The problem
Rewrite each of the records below, replacing every occurrence of "keypoint" with "marker" and leaving all other text unchanged.

Records in a dataset:
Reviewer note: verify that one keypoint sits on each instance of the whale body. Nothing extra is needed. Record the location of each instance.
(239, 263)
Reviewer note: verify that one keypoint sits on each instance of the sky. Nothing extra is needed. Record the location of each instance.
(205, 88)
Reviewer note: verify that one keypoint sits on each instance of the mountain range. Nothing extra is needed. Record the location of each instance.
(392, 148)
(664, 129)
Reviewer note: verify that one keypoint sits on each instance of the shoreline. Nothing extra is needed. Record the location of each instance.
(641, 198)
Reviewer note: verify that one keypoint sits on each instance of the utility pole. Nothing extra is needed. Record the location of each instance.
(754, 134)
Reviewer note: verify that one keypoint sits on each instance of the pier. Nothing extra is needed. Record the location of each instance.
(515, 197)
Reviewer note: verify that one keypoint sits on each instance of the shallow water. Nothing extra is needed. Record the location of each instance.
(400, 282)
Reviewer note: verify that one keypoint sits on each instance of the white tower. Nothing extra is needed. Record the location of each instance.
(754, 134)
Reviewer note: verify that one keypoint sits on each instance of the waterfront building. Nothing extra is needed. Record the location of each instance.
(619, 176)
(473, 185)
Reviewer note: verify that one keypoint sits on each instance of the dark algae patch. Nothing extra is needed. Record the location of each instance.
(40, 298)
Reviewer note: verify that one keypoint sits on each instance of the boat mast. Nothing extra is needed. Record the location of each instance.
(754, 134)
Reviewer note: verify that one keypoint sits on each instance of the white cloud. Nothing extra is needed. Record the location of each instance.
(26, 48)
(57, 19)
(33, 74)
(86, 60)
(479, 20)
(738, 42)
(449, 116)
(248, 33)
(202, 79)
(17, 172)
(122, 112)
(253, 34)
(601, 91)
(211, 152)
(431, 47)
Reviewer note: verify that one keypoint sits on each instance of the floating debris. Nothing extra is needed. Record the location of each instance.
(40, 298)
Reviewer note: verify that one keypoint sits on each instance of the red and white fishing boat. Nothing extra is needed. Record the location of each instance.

Result of this exercise
Reviewer note: verify that one marker sits on each instance of the whale body. Nothing extra is needed. Record the location of each instance.
(239, 263)
Reviewer note: verify that one marker sits on each instance of the sky. Nothing extra is needed. Record the location of each instance.
(205, 88)
Reviewer note: verify that one marker sits on each instance of the mountain range. Nothing extra is needed. Record the location of each instance.
(392, 148)
(664, 129)
Reviewer note: verify that one marker sits on each instance of the shoreline. Nothing extra is needed. Record the location of each instance.
(641, 198)
Reviewer note: verify that one marker sits on each instance of the utility pole. Nothing extra is needed. Record the location of each instance.
(754, 134)
Reviewer note: verify that one marker sits on each instance of the pier. Nothing extra is needed. Record the location of each instance.
(515, 197)
Reviewer note: verify that one marker sits on each instance of the shallow water. Nothing extra is needed. Record the location of each instance.
(400, 282)
Reviewer note: verify that one marker sits on each instance of the white tower. Nothing extra is needed. Record the location of each instance.
(754, 134)
Reviewer note: verify that one marker sits on each instance of the waterfront building. Nothing extra is needed. Record the location of each instance.
(619, 176)
(473, 185)
Reviewer note: verify that one marker sits on each instance of the dark algae patch. Nothing extra is needed. Record the location of each instance.
(40, 298)
Reviewer note: verify that one marker sits on each instance of the boat mast. Nothing extra is needed. Record the location of each instance.
(754, 134)
Reviewer note: verify that one marker sits on each instance of the white cloud. Nothing extra is needed. Record the location of each instance.
(26, 48)
(57, 19)
(33, 74)
(86, 60)
(479, 20)
(738, 42)
(449, 116)
(248, 33)
(202, 79)
(17, 172)
(122, 112)
(253, 34)
(601, 91)
(211, 152)
(431, 47)
Reviewer note: verify that one marker sits on each instance of the floating debris. Nothing extra is needed. Record the location of each instance.
(40, 298)
Reviewer note: verify that one marker sits on each instance of the red and white fishing boat. Nothing extra is needed. Record the location of each instance.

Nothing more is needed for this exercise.